--- SUPPLIED DATA ---
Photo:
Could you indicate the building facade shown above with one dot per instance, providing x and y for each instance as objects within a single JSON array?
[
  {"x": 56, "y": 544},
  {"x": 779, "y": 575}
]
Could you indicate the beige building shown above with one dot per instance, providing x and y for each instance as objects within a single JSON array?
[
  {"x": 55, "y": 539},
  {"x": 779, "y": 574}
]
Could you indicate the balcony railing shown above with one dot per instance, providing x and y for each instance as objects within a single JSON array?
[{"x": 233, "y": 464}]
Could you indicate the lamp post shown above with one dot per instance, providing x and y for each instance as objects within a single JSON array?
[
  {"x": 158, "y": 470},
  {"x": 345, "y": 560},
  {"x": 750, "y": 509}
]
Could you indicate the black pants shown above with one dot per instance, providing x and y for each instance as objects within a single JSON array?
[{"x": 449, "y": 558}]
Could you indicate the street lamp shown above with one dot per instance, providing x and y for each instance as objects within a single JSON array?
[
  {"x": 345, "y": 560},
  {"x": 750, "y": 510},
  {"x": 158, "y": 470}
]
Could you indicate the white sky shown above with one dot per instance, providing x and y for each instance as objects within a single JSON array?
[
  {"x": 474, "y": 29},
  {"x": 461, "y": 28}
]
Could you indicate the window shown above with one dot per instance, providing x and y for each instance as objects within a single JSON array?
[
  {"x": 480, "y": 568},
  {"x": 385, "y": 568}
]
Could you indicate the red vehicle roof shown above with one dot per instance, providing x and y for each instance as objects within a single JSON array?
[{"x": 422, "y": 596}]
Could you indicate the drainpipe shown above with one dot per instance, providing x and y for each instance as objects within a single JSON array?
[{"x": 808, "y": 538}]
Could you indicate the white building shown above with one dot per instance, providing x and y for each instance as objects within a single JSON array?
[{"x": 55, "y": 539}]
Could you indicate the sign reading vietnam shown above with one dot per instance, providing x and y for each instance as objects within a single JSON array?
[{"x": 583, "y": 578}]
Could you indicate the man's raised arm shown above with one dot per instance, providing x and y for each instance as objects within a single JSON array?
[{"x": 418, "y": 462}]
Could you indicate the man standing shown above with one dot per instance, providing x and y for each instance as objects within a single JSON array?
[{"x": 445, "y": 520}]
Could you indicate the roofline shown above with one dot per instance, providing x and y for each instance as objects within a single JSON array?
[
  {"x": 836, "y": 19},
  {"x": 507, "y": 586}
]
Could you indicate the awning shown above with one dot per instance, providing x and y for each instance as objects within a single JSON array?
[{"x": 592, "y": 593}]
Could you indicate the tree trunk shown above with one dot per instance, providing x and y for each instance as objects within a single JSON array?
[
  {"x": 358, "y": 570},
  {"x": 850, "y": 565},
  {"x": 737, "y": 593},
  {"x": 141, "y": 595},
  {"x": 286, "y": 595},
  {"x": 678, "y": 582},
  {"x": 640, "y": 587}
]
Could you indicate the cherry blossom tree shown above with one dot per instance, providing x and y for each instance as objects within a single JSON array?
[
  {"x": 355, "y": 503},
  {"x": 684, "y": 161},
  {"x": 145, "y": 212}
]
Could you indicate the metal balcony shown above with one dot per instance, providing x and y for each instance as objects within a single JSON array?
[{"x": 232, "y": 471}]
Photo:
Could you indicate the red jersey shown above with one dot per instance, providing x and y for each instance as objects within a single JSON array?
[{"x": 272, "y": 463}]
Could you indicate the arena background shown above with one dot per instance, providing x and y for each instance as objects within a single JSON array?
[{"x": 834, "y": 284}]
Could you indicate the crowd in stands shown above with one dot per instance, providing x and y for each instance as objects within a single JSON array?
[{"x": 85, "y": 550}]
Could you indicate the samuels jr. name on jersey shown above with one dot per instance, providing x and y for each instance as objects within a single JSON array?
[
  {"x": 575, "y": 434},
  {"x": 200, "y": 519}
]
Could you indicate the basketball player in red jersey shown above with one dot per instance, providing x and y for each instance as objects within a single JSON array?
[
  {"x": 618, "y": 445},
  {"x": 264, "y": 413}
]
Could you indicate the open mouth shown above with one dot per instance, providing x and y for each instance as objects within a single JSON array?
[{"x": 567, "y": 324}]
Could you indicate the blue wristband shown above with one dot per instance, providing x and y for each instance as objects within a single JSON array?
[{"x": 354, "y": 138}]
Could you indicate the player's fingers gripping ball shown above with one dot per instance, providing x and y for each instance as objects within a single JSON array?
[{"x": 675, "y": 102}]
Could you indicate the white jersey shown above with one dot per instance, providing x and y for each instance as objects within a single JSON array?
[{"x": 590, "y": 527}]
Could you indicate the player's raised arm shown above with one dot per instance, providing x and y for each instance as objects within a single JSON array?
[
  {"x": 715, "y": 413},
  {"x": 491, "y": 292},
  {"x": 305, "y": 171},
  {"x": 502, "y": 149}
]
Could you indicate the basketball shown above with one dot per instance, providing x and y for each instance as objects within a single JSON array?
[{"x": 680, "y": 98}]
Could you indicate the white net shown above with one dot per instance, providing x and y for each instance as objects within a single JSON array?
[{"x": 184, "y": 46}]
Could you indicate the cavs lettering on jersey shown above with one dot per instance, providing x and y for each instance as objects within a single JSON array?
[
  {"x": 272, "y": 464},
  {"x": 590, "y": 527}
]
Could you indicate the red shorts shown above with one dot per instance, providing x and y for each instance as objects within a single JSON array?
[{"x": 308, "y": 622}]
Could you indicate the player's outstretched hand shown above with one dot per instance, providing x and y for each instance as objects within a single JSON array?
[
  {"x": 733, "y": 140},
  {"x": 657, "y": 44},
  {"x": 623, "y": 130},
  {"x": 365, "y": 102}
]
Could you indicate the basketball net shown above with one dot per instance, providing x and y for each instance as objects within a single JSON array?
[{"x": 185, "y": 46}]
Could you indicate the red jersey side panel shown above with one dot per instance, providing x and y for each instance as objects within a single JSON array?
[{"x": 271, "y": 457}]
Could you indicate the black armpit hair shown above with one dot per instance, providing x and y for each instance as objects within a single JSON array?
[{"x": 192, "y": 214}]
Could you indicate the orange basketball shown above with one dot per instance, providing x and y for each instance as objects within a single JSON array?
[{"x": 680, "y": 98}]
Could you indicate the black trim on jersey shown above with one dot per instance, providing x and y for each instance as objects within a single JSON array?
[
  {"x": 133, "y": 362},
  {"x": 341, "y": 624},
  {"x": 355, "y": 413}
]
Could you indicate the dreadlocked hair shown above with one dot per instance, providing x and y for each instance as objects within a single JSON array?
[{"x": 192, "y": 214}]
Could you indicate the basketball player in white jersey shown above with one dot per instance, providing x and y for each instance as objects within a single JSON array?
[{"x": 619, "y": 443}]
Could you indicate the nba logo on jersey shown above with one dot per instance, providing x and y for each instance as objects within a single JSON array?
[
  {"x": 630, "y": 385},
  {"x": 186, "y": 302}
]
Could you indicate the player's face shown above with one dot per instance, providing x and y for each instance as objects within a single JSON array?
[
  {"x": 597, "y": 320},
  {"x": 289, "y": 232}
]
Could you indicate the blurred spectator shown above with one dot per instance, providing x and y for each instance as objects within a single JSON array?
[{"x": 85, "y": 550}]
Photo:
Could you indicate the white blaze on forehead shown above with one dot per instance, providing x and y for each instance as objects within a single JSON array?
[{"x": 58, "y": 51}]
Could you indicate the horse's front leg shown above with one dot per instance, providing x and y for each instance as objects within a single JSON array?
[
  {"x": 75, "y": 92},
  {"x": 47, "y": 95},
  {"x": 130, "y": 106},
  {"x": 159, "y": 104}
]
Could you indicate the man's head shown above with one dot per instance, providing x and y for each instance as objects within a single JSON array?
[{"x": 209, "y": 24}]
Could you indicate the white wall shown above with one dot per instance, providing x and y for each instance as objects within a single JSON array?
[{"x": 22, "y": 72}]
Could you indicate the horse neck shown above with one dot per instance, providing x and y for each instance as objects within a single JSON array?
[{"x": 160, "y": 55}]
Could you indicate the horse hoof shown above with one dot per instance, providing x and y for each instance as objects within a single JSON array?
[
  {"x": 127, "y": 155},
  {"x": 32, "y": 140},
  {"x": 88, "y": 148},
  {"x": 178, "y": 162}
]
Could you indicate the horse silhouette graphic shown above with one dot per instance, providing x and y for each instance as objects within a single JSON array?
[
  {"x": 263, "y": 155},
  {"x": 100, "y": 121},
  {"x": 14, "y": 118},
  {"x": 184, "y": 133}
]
---
EXERCISE DESCRIPTION:
In the entries above, copy the lines from the one that contains "Could you indicate the blurred" through the last line, exactly as they appear.

RESULT FOR THIS EXERCISE:
Could you indicate the blurred spectator shown above with one dot per instance, providing x and y for each instance as objects within a single JSON array?
[{"x": 85, "y": 550}]
Photo:
Could you indicate the white blaze on forehead shown above with one dot per instance, providing x and y for each instance as objects within a single JSON array?
[{"x": 58, "y": 51}]
Could you indicate the horse's front leg shown above with one dot per instance, providing x and y for each instance as objects within a single JSON array?
[
  {"x": 75, "y": 92},
  {"x": 47, "y": 95},
  {"x": 130, "y": 106},
  {"x": 159, "y": 104}
]
Could you indicate the man's head shown above with one dot per instance, providing x and y for each instance as objects within a single JSON array?
[{"x": 209, "y": 24}]
Could you indicate the white wall shown above with one dot per instance, providing x and y for each instance as objects within a single JSON array?
[{"x": 22, "y": 72}]
Could you indicate the horse neck shown above with one dot per instance, providing x and y for each instance as objects within a single JSON array?
[{"x": 160, "y": 55}]
Could you indicate the horse hoof shown above with one dot per instance, providing x and y for each instance as objects within a single JSON array?
[
  {"x": 127, "y": 155},
  {"x": 32, "y": 140},
  {"x": 88, "y": 148},
  {"x": 178, "y": 162}
]
Could you indicate the horse silhouette graphic shown above with one dot per instance, providing x and y for each instance as objects within a single JSON array?
[
  {"x": 263, "y": 155},
  {"x": 100, "y": 121},
  {"x": 14, "y": 118},
  {"x": 184, "y": 133}
]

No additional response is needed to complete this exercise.